__Task__: Rewrite the stretch of the optogenetics passage from "Perhaps the most" through "disruption of DNA.", putting "obstacle" in place of "hurdle".

__Document passage__:
Content starts
Certainly there are hurdles that must be overcome if any of these hoped-for applications is to be realized.

Perhaps the most obvious hurdle is the perceived riskiness of the technique for inserting opsins into target neurons. Typically in animal models researchers use modified viruses to carry the opsin genes into the neurons—this is the “genetic” part of optogenetics. But the deliberate use of viruses in humans has traditionally been considered hazardous, since in principle it can cause harmful inflammation or even a cancer-triggering viral disruption of DNA.

The good news here is that the broader push for gene therapies has driven viral gene-delivery technology to the point that it is now being considered safe enough for some human applications. In particular, Moser pointed out, the adeno-associated virus (AAV)—which he is using to deliver opsin genes in his research—has been used, apparently safely, in dozens of human clinical trials including successful trials of gene replacement for the retinal disease Leber’s congenital amaurosis—considered a strong contender to be the first FDA-approved gene therapy.
Content ends
__Listed entries__:
Content starts
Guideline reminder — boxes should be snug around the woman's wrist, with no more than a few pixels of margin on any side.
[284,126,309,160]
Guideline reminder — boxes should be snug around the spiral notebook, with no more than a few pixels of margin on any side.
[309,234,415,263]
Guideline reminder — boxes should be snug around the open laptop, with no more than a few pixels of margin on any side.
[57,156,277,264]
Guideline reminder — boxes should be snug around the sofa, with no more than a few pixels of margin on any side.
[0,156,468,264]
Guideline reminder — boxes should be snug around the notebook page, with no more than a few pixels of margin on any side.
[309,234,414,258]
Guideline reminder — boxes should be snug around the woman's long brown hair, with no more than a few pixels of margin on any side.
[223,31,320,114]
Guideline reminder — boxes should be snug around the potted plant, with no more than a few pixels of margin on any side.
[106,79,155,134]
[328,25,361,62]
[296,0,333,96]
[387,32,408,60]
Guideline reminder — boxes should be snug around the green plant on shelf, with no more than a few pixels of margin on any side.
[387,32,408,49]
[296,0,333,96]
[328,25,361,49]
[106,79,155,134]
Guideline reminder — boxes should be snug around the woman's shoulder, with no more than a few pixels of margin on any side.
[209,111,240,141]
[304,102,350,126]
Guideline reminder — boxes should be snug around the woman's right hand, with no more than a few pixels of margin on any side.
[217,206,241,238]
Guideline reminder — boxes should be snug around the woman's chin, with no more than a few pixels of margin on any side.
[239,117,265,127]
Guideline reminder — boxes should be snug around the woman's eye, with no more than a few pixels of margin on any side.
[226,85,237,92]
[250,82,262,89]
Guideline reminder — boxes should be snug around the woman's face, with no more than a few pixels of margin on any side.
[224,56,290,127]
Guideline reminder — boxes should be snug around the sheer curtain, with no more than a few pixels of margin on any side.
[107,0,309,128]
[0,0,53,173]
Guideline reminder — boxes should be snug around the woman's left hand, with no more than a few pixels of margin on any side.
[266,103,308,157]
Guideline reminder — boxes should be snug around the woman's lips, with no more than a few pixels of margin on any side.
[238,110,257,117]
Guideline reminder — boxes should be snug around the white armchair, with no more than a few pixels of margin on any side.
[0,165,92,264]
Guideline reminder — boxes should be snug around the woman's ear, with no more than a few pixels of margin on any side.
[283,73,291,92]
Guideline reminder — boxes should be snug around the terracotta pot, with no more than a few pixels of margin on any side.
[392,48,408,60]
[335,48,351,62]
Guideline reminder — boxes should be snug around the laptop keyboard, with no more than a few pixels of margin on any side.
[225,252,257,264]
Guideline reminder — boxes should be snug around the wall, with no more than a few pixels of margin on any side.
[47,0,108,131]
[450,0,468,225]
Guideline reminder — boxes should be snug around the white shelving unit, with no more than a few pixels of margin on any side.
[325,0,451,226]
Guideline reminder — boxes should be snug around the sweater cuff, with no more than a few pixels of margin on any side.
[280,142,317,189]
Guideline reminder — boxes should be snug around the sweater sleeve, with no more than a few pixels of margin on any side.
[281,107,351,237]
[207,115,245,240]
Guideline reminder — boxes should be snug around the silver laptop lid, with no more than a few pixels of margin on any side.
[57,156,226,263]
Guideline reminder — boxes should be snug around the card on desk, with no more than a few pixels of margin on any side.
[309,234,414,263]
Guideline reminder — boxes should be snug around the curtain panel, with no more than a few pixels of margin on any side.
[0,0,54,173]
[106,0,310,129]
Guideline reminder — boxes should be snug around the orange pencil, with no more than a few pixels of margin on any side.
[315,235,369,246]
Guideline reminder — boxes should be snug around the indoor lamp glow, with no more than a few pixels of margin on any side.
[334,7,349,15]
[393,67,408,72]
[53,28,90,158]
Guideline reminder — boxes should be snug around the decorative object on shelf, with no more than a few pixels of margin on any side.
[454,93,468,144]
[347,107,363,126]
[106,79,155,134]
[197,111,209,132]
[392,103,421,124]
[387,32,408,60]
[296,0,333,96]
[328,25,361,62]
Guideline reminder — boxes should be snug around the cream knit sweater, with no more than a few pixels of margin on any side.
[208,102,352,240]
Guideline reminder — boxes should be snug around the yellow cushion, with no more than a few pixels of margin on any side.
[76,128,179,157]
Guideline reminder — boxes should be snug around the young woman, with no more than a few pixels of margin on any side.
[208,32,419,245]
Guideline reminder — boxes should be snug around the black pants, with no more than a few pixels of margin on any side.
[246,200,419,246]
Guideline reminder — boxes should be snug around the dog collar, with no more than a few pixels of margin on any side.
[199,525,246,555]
Content ends
__Output for this exercise__:
Perhaps the most obvious obstacle is the perceived riskiness of the technique for inserting opsins into target neurons. Typically in animal models researchers use modified viruses to carry the opsin genes into the neurons—this is the “genetic” part of optogenetics. But the deliberate use of viruses in humans has traditionally been considered hazardous, since in principle it can cause harmful inflammation or even a cancer-triggering viral disruption of DNA.